JOB: Beginning with the line where "Target: red brick texture" appears, repeat every remaining line of the entries exactly, the last line included.

*** DATA SUPPLIED

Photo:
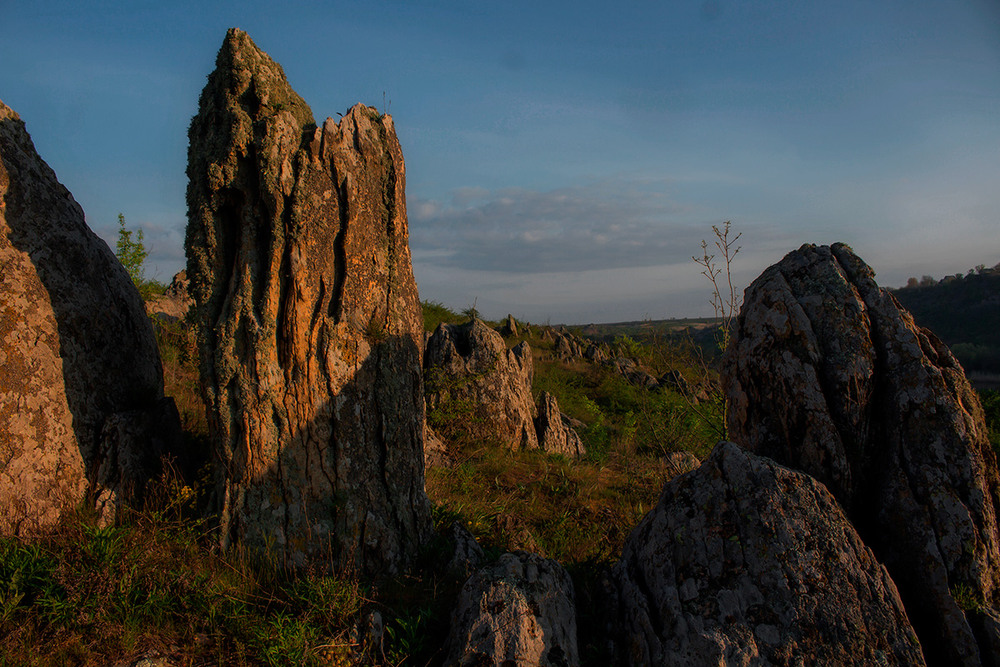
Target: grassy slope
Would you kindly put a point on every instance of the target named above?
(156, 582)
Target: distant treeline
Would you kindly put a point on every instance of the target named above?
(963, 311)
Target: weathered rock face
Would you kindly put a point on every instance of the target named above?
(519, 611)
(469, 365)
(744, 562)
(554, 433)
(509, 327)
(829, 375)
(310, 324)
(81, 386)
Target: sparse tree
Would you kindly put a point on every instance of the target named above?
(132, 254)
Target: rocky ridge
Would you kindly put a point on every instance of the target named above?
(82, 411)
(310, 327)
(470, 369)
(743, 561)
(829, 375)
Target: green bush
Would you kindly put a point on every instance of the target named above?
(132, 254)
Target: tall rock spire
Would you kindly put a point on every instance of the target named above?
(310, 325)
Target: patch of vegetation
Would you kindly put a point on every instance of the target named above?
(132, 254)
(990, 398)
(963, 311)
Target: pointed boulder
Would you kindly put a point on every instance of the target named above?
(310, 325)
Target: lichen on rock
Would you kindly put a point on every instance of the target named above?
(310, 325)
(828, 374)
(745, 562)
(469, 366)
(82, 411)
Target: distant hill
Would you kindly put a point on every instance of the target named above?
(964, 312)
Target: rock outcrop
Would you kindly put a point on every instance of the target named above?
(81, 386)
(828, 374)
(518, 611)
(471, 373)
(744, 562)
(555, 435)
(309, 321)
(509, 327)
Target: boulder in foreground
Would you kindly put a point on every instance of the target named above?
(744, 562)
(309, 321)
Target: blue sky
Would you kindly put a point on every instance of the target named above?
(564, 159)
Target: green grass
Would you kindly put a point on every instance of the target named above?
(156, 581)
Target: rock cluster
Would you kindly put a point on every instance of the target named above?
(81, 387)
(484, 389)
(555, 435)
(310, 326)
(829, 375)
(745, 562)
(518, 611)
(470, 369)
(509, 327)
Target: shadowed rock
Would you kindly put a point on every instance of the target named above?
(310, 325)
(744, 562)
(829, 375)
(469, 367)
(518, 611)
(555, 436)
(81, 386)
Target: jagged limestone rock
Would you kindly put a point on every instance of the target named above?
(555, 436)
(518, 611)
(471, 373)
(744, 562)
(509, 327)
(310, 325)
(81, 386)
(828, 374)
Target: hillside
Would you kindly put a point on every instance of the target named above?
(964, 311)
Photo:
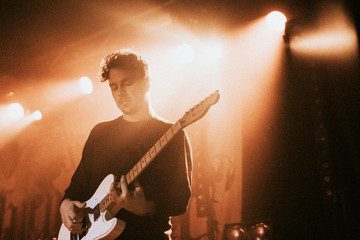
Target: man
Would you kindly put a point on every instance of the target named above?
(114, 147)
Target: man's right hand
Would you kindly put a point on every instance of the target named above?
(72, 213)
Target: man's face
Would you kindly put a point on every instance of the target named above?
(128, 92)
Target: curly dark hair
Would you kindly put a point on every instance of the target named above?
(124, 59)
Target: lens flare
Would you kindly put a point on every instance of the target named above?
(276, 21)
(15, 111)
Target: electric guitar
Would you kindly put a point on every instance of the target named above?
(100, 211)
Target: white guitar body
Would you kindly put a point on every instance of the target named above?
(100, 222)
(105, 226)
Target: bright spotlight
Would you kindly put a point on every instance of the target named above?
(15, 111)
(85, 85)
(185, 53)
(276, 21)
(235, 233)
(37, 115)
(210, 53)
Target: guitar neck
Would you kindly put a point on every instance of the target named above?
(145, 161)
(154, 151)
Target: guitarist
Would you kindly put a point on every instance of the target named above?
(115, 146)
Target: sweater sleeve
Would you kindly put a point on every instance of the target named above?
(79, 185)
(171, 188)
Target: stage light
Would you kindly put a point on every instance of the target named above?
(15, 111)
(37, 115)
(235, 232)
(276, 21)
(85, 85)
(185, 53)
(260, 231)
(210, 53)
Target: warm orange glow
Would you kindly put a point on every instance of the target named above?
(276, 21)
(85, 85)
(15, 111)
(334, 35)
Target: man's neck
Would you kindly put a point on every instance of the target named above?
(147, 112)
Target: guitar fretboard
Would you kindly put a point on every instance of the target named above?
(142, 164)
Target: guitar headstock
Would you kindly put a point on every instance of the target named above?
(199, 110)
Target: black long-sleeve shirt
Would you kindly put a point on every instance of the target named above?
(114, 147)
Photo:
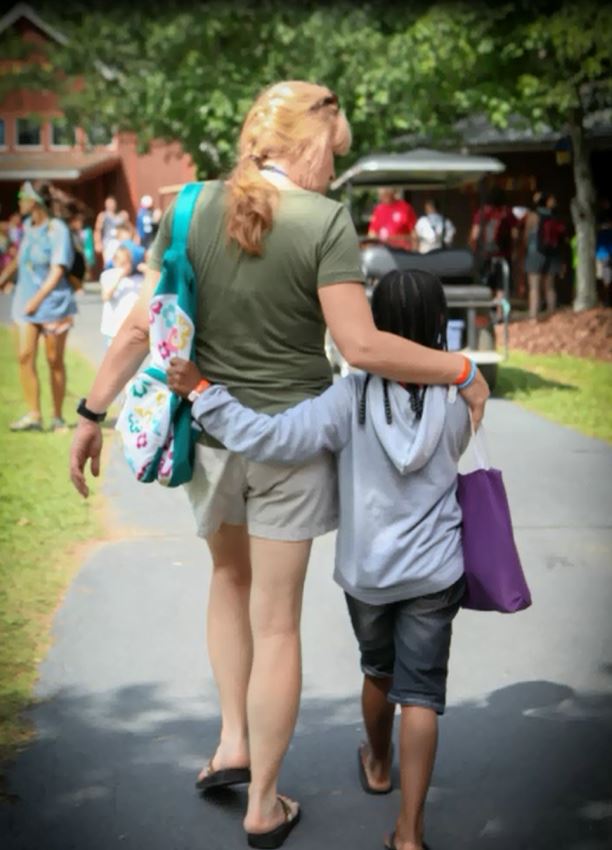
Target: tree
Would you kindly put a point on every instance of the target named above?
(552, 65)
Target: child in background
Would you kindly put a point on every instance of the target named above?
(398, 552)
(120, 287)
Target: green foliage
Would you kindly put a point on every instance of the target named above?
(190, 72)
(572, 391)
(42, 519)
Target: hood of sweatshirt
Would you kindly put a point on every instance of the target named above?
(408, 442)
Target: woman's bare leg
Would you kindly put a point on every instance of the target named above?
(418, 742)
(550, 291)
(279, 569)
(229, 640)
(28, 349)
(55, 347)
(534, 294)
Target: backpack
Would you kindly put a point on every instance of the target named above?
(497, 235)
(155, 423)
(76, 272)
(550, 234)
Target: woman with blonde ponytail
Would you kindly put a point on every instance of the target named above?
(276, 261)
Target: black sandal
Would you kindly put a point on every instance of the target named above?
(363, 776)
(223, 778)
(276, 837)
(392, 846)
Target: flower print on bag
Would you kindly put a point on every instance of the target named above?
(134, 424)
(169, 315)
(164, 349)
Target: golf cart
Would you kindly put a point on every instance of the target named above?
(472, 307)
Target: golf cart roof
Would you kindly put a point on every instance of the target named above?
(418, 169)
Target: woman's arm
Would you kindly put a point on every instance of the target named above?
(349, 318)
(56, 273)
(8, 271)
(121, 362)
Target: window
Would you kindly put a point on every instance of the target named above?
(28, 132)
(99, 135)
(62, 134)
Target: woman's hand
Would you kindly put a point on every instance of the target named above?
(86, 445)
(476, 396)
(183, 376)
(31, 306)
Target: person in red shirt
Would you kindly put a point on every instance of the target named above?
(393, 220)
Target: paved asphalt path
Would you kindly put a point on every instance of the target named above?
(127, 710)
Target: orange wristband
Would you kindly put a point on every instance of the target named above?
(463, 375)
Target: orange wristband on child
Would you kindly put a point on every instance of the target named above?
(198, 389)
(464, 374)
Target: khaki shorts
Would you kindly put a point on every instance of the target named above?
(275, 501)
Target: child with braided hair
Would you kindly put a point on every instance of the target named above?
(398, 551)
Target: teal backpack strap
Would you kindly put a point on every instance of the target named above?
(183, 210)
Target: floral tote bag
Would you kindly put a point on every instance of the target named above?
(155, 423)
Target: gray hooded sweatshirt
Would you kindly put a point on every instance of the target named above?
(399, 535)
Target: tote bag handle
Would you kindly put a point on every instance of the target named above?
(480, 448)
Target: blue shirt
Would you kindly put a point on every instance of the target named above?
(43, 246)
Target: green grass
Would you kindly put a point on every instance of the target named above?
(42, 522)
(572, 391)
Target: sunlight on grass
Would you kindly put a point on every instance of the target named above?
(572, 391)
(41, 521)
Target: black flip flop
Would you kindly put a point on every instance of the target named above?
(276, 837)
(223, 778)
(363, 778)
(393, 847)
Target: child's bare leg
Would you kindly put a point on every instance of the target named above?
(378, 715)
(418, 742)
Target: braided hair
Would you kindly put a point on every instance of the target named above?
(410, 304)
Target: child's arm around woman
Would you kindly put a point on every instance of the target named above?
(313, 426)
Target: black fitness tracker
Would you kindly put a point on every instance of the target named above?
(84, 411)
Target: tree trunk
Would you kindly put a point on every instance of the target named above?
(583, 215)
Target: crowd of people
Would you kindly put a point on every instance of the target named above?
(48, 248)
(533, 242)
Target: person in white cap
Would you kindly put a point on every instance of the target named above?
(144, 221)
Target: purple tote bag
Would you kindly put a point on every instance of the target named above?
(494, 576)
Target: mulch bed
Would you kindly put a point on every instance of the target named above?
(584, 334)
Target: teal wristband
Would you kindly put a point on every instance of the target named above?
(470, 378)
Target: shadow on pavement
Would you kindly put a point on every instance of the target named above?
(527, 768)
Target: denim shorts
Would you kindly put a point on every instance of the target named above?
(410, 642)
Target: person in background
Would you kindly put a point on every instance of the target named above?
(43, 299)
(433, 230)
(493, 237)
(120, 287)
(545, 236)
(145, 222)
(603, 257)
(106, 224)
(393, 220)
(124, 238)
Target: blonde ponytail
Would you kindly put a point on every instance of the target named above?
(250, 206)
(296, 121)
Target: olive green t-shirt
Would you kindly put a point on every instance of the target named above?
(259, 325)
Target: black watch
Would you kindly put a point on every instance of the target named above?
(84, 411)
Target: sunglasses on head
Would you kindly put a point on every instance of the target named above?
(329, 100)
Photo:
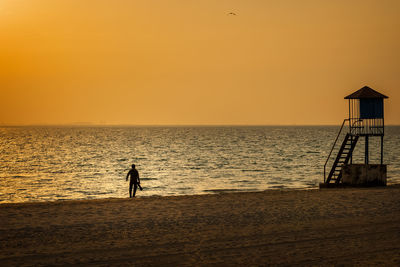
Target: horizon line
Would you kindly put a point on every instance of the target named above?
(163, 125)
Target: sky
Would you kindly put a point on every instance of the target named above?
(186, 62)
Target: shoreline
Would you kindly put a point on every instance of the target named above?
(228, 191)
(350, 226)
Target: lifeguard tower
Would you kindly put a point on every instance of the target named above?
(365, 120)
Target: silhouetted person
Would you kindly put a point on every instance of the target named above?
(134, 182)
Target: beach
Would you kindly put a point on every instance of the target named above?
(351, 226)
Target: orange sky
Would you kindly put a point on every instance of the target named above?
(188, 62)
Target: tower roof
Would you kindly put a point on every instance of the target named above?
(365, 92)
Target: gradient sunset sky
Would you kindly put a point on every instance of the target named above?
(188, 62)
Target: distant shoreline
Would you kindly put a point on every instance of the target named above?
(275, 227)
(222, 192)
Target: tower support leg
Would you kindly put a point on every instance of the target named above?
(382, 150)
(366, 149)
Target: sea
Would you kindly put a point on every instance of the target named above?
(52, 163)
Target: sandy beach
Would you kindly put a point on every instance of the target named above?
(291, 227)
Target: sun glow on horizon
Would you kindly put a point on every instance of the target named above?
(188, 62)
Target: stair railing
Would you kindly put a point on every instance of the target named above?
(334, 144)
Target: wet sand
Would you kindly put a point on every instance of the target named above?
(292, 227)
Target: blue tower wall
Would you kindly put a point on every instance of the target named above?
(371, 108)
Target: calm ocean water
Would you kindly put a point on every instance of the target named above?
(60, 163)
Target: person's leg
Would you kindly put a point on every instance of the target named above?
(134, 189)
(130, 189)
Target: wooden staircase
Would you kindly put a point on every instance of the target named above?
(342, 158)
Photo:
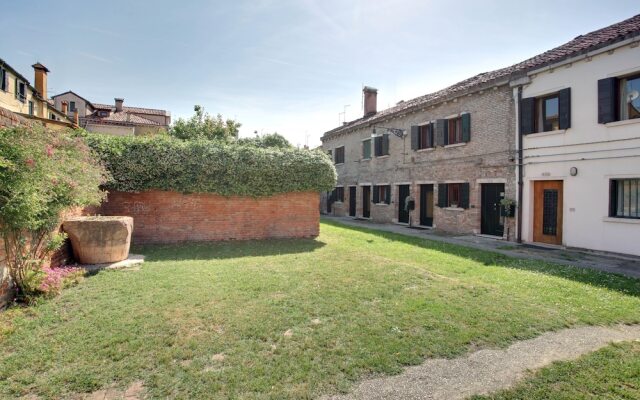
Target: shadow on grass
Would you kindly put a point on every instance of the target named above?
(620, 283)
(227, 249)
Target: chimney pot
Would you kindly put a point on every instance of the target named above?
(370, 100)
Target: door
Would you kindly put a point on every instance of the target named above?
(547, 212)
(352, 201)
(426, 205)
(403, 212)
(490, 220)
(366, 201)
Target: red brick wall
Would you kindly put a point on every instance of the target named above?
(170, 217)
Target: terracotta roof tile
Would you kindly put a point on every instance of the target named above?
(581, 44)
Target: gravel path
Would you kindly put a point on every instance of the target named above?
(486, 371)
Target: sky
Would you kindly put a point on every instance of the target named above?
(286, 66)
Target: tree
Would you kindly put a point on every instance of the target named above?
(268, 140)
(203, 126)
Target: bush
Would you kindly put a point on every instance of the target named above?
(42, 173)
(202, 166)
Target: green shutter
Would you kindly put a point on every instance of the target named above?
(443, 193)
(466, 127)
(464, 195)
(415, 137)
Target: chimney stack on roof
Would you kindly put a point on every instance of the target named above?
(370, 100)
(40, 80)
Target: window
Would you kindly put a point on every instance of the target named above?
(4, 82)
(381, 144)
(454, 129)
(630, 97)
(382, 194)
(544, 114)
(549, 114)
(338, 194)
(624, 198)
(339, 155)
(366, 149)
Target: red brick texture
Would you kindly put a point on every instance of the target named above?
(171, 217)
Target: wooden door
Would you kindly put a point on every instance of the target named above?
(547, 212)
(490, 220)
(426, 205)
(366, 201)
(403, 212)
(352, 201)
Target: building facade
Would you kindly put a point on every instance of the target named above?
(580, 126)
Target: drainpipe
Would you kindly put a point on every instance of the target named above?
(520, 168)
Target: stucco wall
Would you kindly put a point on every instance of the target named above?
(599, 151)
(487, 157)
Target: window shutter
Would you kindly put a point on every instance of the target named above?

******

COMPLETE RESPONSE:
Target: red brick texture
Would you kindly put a point on every instance of the target named above?
(171, 217)
Target: wooden door
Would you kindly put a point on every instance of the target named above?
(547, 212)
(490, 220)
(426, 205)
(366, 201)
(403, 212)
(352, 201)
Target: building facade
Would you kindly put a point on every instance of the target named above?
(580, 126)
Target: drainpipe
Would you kindly put a point on every instance of the target named above?
(520, 168)
Target: stucco wall
Would you kindly put a point on every instance of the target named above?
(599, 151)
(487, 157)
Target: window shutter
Would you kindly put a point on every instance of the target named above?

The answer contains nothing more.